THE PROBLEM. From the listing below, select and copy each line that contains the string "peaked".

Excerpt from a dataset
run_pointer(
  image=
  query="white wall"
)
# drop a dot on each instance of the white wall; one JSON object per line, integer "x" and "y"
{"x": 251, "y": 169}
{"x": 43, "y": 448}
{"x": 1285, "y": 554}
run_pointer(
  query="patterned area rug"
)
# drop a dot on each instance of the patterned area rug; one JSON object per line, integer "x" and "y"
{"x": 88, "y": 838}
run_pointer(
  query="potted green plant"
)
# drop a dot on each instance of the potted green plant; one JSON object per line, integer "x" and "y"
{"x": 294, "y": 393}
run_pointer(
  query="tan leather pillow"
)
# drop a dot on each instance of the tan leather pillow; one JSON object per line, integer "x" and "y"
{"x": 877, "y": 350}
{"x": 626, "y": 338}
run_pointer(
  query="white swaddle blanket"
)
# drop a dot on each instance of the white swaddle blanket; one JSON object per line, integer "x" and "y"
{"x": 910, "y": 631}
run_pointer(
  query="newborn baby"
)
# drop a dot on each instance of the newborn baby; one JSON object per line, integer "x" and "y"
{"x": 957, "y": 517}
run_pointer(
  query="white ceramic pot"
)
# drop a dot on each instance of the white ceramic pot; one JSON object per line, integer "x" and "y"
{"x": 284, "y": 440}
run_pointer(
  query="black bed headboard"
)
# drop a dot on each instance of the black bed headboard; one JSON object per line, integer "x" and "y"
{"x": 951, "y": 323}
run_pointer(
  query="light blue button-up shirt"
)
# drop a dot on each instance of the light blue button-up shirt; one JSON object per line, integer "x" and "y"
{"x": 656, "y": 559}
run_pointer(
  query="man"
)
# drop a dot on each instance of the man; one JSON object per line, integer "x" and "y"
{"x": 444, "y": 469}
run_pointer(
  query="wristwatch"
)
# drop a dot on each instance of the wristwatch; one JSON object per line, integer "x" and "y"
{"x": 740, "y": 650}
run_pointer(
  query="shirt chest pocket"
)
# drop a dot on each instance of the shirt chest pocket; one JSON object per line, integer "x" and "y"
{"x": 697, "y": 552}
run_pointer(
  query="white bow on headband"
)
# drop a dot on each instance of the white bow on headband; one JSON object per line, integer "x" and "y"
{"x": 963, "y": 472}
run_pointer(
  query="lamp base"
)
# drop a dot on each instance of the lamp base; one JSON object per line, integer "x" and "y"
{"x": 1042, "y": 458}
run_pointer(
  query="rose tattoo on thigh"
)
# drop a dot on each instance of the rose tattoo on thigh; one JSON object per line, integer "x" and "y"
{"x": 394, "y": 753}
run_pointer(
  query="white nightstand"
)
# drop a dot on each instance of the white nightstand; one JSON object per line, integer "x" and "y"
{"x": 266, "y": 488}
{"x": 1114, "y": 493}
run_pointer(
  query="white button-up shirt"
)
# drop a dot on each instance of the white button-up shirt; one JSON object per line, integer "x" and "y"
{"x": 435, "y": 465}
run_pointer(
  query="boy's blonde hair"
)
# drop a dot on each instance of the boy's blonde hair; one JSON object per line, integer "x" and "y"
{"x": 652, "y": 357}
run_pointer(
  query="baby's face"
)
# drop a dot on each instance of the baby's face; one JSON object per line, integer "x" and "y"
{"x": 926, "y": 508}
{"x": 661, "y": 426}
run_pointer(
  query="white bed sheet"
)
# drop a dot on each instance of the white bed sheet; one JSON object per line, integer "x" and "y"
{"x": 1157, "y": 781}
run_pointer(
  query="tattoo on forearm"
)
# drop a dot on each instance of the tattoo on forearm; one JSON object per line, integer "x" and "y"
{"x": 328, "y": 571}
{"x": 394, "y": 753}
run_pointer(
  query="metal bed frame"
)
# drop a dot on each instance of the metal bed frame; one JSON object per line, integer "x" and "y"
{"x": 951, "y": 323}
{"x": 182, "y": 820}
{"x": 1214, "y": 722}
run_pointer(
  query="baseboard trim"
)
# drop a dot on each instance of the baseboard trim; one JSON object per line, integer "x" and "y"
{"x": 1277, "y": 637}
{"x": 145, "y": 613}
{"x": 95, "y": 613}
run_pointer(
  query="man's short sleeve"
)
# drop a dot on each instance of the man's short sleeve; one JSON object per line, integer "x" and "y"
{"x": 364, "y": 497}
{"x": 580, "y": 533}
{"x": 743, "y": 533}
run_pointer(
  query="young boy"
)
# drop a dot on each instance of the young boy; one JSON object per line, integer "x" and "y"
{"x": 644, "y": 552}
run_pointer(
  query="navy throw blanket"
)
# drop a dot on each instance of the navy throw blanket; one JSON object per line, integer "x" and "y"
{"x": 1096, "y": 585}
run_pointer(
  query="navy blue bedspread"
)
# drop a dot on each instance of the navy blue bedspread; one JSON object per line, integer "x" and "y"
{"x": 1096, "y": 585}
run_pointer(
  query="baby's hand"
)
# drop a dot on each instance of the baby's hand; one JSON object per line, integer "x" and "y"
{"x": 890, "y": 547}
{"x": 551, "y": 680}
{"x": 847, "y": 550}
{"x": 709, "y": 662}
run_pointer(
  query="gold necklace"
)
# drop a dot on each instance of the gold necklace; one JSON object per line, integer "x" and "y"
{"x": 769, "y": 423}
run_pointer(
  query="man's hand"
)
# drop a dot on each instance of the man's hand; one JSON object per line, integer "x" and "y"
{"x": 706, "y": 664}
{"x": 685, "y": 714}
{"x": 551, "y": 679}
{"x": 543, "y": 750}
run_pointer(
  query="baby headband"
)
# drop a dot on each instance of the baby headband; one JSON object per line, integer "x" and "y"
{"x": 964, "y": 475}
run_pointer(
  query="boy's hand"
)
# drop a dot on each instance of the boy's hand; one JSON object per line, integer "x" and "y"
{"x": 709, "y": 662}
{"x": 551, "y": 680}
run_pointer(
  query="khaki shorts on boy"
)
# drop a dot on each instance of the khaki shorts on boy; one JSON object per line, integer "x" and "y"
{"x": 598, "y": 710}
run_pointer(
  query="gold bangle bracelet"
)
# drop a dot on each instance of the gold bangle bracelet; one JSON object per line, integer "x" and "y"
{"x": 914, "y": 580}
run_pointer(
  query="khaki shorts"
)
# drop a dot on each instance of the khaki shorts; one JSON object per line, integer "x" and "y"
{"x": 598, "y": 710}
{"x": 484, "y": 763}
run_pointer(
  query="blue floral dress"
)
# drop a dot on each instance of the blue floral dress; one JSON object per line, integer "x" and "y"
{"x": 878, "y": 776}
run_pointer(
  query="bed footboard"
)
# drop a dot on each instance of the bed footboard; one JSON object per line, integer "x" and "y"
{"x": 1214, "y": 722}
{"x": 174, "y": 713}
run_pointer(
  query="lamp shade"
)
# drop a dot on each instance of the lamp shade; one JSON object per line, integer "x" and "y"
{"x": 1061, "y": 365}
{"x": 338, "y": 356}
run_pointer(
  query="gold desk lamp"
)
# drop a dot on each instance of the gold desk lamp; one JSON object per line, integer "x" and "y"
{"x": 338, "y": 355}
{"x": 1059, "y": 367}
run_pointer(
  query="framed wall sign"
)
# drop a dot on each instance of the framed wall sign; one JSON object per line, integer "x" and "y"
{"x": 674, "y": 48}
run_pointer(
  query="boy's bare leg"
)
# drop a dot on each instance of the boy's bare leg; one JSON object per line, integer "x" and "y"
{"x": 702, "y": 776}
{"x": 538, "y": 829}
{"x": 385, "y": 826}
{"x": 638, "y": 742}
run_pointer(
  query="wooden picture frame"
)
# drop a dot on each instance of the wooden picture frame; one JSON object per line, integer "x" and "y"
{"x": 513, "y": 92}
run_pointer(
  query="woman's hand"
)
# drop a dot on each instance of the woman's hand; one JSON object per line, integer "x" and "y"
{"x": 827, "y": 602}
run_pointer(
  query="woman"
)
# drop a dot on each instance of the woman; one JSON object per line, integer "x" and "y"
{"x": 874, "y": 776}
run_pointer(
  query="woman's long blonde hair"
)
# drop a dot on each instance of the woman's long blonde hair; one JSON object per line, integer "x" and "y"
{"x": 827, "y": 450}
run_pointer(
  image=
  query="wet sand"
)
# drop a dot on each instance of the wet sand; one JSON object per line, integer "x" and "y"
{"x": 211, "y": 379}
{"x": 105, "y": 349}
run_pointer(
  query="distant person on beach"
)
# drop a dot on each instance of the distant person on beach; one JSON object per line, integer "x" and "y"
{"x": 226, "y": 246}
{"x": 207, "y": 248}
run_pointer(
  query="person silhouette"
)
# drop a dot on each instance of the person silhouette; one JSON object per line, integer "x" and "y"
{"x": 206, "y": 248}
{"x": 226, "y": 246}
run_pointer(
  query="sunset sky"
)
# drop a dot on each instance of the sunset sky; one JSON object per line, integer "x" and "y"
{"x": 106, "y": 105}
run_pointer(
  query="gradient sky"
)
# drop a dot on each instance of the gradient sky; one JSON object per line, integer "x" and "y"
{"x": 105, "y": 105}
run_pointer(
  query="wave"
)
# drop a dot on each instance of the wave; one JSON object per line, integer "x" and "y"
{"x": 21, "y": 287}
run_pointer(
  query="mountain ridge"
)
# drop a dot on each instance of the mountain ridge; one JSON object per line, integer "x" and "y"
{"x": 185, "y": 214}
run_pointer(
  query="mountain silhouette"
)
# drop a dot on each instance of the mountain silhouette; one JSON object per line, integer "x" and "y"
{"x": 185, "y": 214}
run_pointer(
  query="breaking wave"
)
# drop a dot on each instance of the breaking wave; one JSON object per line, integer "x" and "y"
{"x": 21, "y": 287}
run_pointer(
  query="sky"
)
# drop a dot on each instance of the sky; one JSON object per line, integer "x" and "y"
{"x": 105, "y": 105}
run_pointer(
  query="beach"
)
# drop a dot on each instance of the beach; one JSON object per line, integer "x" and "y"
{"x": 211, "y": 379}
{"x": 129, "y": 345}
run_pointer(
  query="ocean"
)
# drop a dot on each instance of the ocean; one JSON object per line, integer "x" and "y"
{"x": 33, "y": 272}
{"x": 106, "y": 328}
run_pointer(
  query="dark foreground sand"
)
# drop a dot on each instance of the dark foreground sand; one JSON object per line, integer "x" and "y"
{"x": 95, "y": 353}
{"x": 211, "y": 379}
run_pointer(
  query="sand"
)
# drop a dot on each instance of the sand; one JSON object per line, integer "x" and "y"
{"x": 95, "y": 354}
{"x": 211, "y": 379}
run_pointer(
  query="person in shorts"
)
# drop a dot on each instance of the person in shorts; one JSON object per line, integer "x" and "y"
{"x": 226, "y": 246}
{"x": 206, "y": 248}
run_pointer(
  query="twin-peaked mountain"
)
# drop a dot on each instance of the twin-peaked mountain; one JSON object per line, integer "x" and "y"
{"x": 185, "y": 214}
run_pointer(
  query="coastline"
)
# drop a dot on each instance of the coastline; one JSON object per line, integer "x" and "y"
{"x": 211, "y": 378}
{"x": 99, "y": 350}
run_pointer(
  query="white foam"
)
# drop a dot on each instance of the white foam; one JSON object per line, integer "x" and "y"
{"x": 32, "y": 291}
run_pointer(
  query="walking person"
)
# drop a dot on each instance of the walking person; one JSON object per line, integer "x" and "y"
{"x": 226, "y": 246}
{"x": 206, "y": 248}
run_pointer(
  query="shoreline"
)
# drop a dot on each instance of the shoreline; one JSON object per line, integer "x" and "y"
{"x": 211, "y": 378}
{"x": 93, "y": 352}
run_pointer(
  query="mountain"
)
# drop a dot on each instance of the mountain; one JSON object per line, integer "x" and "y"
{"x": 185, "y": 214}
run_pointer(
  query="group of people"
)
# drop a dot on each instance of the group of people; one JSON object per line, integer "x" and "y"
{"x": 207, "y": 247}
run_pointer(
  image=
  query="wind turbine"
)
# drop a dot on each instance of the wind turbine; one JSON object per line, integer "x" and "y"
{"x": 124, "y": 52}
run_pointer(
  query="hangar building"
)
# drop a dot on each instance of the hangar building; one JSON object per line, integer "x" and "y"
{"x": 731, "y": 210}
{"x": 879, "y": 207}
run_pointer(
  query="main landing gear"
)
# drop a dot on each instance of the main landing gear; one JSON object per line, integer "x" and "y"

TASK RESPONSE.
  query="twin-peaked mountain"
# drop a dot on each instance of the twin-peaked mountain; one JSON object per line, integer "x" and "y"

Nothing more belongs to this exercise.